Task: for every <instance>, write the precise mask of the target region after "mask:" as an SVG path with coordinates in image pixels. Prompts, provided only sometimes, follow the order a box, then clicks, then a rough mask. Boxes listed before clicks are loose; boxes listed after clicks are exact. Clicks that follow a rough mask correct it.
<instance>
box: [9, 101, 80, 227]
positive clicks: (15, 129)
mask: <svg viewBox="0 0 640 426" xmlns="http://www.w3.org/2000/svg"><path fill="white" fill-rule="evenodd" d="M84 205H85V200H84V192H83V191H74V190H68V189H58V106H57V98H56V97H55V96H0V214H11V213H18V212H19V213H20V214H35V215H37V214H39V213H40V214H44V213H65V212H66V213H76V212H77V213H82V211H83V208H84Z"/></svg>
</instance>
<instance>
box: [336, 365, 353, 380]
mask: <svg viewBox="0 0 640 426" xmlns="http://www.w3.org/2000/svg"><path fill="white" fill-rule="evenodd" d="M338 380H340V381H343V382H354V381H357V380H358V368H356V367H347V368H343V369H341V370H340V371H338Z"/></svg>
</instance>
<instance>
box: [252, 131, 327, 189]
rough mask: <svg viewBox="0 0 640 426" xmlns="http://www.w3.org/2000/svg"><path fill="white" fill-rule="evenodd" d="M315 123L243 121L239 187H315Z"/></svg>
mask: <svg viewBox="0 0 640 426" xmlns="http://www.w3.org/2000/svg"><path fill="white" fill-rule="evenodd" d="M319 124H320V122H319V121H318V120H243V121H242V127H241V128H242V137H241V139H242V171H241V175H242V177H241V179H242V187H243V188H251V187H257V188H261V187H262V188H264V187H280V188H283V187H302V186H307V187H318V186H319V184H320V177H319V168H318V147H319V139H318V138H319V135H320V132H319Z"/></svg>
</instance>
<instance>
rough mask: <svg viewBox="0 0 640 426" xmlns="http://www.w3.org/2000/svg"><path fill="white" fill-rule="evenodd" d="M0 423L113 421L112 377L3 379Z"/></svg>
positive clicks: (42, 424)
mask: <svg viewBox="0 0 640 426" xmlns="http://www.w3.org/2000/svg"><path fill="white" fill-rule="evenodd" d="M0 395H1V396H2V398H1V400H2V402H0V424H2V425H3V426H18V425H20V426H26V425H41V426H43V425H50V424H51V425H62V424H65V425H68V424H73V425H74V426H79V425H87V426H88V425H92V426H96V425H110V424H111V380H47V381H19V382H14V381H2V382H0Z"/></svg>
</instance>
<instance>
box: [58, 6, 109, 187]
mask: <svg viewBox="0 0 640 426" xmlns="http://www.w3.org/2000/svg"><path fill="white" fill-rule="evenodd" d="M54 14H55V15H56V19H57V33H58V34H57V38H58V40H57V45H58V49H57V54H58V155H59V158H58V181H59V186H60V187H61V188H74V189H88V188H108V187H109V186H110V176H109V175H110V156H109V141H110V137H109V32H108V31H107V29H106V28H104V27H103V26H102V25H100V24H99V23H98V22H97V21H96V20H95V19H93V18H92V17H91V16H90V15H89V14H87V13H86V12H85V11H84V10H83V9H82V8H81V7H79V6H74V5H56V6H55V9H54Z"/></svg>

========================================================================

> Exercise requirements: Pick out every line in the items above that contains the word "rough" and copy each of those lines.

> Response box:
Task: for every <instance>, write the precise mask of the target region after "mask:" as an SVG path with coordinates in image pixels. Prompts, provided only sometimes, follow the order a box, then clicks, then a rough mask. Boxes listed before clicks are loose; boxes listed after clicks are exact. Clicks that follow a rough mask correct it.
rough mask: <svg viewBox="0 0 640 426" xmlns="http://www.w3.org/2000/svg"><path fill="white" fill-rule="evenodd" d="M315 123L243 121L239 187H315Z"/></svg>
rough mask: <svg viewBox="0 0 640 426" xmlns="http://www.w3.org/2000/svg"><path fill="white" fill-rule="evenodd" d="M0 423L113 421L112 377L3 379Z"/></svg>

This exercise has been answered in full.